• [WHAT TO PRODUCE]
List every line in the entries below that contains the string "frame", copying each line in full.

====== INPUT ======

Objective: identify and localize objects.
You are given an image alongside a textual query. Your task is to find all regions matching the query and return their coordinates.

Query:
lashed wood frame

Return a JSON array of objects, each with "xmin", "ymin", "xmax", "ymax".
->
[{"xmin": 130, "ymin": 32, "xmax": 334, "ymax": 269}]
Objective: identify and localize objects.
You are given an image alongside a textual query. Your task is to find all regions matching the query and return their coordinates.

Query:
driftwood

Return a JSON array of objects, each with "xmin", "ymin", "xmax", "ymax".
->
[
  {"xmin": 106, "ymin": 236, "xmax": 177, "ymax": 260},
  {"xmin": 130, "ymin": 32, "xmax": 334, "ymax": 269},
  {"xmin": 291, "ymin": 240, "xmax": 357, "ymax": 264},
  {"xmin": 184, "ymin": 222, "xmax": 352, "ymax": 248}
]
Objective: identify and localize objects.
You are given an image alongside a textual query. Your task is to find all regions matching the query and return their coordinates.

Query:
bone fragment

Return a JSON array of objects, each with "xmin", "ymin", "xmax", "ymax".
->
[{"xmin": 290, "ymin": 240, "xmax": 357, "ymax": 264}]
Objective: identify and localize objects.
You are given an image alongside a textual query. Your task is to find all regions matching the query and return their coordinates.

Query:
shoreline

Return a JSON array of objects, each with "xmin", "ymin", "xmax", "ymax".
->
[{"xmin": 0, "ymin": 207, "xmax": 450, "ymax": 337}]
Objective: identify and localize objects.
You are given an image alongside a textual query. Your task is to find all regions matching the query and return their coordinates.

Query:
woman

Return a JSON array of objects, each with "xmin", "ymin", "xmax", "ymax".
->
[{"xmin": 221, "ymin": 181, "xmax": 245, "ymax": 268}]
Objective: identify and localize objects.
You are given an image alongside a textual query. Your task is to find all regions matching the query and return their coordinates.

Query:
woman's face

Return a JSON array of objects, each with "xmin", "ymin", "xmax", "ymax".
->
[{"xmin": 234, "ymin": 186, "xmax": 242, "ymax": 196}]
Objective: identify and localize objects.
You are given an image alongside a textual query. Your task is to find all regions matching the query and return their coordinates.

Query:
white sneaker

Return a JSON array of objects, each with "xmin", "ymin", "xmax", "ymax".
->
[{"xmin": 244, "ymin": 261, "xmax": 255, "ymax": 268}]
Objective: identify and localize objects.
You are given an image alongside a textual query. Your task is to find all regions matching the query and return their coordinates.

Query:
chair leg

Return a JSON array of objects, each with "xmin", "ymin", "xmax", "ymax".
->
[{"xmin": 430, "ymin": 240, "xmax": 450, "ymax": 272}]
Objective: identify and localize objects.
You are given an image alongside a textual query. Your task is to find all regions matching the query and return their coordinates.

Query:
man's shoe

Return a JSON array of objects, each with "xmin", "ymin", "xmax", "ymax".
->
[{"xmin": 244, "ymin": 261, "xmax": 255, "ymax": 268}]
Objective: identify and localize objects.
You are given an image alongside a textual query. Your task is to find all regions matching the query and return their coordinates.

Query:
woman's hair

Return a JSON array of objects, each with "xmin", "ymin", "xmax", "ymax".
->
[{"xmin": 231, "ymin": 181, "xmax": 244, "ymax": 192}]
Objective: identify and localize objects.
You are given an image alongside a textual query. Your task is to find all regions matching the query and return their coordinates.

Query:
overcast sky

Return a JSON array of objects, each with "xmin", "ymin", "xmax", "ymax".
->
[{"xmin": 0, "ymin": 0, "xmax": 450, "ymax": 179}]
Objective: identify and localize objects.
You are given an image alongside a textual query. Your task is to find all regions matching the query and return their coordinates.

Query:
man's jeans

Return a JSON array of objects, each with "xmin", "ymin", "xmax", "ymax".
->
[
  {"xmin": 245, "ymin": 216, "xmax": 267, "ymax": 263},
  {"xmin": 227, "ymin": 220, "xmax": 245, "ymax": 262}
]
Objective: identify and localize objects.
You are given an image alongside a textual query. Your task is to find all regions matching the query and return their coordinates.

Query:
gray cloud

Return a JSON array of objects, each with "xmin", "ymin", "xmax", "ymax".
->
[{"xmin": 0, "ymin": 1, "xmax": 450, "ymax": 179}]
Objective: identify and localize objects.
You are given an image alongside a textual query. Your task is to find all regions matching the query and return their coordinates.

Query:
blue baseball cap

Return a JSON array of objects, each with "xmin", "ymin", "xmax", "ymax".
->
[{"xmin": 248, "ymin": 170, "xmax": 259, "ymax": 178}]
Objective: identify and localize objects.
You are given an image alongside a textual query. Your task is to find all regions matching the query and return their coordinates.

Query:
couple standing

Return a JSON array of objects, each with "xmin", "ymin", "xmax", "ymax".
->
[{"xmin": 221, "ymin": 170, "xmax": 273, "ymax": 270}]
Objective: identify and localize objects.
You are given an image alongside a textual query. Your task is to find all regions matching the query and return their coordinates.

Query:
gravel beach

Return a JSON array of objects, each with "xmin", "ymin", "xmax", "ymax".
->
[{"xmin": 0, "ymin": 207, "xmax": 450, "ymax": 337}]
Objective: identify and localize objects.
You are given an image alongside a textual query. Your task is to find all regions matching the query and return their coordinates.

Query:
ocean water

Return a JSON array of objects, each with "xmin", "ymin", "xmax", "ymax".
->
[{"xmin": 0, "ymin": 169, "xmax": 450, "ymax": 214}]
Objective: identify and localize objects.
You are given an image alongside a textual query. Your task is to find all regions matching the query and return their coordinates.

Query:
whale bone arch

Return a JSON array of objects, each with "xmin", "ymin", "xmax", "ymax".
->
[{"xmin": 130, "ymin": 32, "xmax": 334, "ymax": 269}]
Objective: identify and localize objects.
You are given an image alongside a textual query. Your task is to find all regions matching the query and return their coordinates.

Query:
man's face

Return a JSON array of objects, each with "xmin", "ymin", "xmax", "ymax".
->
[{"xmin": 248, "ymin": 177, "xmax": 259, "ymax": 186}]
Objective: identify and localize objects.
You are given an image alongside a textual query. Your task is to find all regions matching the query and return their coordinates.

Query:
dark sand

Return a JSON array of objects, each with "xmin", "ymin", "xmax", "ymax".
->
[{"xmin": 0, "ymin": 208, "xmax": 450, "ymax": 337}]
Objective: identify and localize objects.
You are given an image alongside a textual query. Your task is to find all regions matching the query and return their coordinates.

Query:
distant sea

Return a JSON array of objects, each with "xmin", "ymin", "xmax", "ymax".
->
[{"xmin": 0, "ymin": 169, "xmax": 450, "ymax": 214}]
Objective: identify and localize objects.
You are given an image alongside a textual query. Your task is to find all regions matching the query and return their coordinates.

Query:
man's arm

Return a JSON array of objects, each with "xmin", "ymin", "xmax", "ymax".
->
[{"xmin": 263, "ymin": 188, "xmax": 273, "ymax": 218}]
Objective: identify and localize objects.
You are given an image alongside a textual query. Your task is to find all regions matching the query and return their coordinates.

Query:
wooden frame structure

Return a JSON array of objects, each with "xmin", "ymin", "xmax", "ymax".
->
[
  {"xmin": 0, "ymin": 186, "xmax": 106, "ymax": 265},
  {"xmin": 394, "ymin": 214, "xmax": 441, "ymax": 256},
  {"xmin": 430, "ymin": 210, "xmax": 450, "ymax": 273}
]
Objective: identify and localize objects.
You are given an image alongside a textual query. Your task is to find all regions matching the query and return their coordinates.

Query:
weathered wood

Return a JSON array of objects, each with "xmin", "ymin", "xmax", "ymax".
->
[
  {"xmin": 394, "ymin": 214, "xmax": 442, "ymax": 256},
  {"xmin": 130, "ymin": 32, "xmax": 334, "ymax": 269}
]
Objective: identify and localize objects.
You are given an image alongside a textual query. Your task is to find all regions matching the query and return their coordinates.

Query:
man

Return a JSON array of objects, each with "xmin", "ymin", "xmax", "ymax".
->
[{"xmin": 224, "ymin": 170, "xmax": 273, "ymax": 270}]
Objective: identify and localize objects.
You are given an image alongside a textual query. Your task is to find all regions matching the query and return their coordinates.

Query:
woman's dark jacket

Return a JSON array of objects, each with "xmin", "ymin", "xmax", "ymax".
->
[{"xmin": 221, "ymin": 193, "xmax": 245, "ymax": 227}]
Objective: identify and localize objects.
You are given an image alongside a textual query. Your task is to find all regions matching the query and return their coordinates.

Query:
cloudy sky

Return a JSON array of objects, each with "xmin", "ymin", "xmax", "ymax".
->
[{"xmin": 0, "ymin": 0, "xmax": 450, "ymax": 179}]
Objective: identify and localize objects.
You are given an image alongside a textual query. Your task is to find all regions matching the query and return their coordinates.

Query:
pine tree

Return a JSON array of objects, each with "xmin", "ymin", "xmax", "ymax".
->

======

• [WRITTEN ANSWER]
lashed wood frame
wooden frame structure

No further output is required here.